WRITTEN REQUEST: Give the listing again in full, exactly as written.

LISTED ENTRIES:
::::::::::
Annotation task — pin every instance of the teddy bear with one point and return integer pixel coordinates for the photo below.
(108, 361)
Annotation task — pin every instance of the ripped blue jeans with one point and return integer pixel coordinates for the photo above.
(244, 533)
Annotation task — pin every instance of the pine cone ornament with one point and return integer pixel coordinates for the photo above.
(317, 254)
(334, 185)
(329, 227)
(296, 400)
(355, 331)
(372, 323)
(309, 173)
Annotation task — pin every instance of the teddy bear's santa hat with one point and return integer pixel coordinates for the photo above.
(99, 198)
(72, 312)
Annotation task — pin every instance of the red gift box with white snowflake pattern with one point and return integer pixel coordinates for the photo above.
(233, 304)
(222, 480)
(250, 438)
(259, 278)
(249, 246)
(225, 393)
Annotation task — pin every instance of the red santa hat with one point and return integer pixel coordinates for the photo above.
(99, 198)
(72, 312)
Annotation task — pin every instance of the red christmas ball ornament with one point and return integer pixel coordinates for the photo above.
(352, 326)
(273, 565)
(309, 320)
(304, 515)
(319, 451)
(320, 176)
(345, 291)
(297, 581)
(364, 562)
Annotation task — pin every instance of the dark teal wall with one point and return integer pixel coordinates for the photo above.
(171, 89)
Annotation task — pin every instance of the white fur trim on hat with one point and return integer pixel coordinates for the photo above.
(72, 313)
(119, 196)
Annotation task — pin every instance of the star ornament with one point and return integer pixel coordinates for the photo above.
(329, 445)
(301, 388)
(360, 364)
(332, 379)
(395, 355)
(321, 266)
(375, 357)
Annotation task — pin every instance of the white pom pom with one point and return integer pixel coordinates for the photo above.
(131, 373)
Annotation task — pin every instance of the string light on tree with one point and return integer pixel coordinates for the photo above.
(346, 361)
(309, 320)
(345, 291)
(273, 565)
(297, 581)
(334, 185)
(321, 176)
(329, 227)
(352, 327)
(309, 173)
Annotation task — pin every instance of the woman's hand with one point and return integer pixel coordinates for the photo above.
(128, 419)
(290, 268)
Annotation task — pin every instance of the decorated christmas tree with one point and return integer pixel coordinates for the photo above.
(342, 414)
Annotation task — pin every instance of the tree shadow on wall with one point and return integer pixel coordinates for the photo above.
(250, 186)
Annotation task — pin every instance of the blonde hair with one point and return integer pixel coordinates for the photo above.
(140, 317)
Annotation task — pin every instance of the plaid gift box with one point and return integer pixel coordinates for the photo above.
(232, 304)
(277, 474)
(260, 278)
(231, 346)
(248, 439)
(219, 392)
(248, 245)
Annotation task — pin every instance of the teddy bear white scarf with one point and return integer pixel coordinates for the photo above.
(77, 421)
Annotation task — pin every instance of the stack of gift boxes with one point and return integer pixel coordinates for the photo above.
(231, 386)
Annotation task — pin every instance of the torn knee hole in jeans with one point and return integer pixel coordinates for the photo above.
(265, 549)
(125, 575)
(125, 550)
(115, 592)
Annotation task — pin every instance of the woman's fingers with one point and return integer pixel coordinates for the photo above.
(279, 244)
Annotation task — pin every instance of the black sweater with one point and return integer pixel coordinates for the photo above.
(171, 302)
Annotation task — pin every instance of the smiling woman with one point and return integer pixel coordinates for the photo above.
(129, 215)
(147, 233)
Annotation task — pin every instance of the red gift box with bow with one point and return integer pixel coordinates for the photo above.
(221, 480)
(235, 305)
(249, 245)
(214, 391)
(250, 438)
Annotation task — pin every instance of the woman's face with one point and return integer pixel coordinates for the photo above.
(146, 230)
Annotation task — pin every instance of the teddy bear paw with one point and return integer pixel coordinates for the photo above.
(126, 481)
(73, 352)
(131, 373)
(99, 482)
::::::::::
COMPLETE OUTPUT:
Annotation task — pin every instance of the teddy bear with one point and return integer pixel coordinates for the photo below.
(108, 361)
Annotation task — pin every instance of the ripped blue jeans with one point and return integer pixel coordinates for the photo above.
(244, 533)
Annotation task — pin every instance of the pine cone ornament with one point and return integer pixel coordinates for the photo above.
(317, 254)
(334, 185)
(329, 227)
(296, 400)
(355, 331)
(372, 323)
(309, 173)
Annotation task — pin every instance of the teddy bear's santa hat with one point and return integer pixel coordinates for the photo above.
(99, 198)
(72, 312)
Annotation task — pin every instance of the red gift box with white snowflake pattern with one point and return integer pixel coordinates for the photo above.
(233, 304)
(222, 480)
(250, 438)
(259, 278)
(249, 246)
(225, 393)
Annotation task — pin every instance of the red santa hat with one point and return integer pixel coordinates for the photo above.
(99, 198)
(72, 312)
Annotation task — pin every instance of the red christmas ball ornament with one point and return integer pixel coordinates for the photo above.
(352, 326)
(273, 565)
(309, 320)
(304, 515)
(319, 451)
(320, 176)
(345, 291)
(297, 581)
(364, 562)
Annotation task — pin every instance of the dark teal wall with one point and return integer pixel coordinates for the photo above.
(171, 89)
Annotation task — pin every instance of the white fur trim on hat with one point and return integer pixel coordinates for the photo above.
(72, 313)
(119, 196)
Annotation task — pin every instance of the star ornament with one point and return integer pixel coordinates for the photo above.
(329, 445)
(301, 388)
(360, 364)
(332, 379)
(395, 355)
(321, 266)
(375, 357)
Annotation task — pin every instance of the white pom pom with one point and return integer pixel coordinates for the photo above.
(131, 373)
Annotation task — pin every instance of the string light on tree with one point and return integer pixel coordinates for the photo above.
(346, 361)
(309, 320)
(345, 291)
(273, 565)
(297, 581)
(334, 185)
(321, 176)
(329, 227)
(352, 327)
(309, 173)
Annotation task — pin every instance of the woman's hand with one point and return integer pixel coordinates for the photo above.
(128, 419)
(290, 268)
Annotation task — pin every instance of the decorated christmas tree with one point and return integer pixel coordinates for the photo above.
(342, 414)
Annotation task — pin every instance of the tree shadow on wall with one point and return integer pixel coordinates for the photo above.
(250, 186)
Annotation task — pin every instance of the blonde hair with one point and return integer pixel coordinates for the photo above.
(140, 317)
Annotation task — pin every instance of the plaid gift box with one point and return integer pixel coordinates for the photo above.
(232, 304)
(277, 474)
(260, 278)
(231, 346)
(248, 439)
(219, 392)
(248, 245)
Annotation task — pin every instance of the teddy bear white scarf with one point and return integer pixel coordinates for the photo above.
(77, 421)
Annotation task — pin every instance of the stack of gift boxes with one point and return integer pixel coordinates for the photo above.
(231, 386)
Annotation task — pin every instance of the torn knee hole in jeans with one point and return integer pixel coordinates for the photo above.
(265, 549)
(125, 575)
(125, 550)
(115, 592)
Annotation task — pin every instance of the woman's fingers with one point and return integer pixel coordinates for the photo above.
(279, 244)
Annotation task — pin every instance of the black sweater with one point and return integer pixel coordinates for the photo above.
(171, 302)
Annotation task — pin every instance of the smiling woman with one point and return integer pixel coordinates for the photo above.
(129, 215)
(147, 233)
Annotation task — pin every instance of the red gift box with bow with one point and return integer pixel coordinates for the photo above.
(221, 480)
(235, 305)
(249, 245)
(214, 391)
(250, 438)
Annotation task — pin every instance of the woman's face with one point and return integer pixel coordinates for the photo above.
(146, 230)
Annotation task — pin every instance of the teddy bear paw with one point and return integer pixel coordinates for the photo above.
(126, 481)
(73, 352)
(131, 373)
(99, 482)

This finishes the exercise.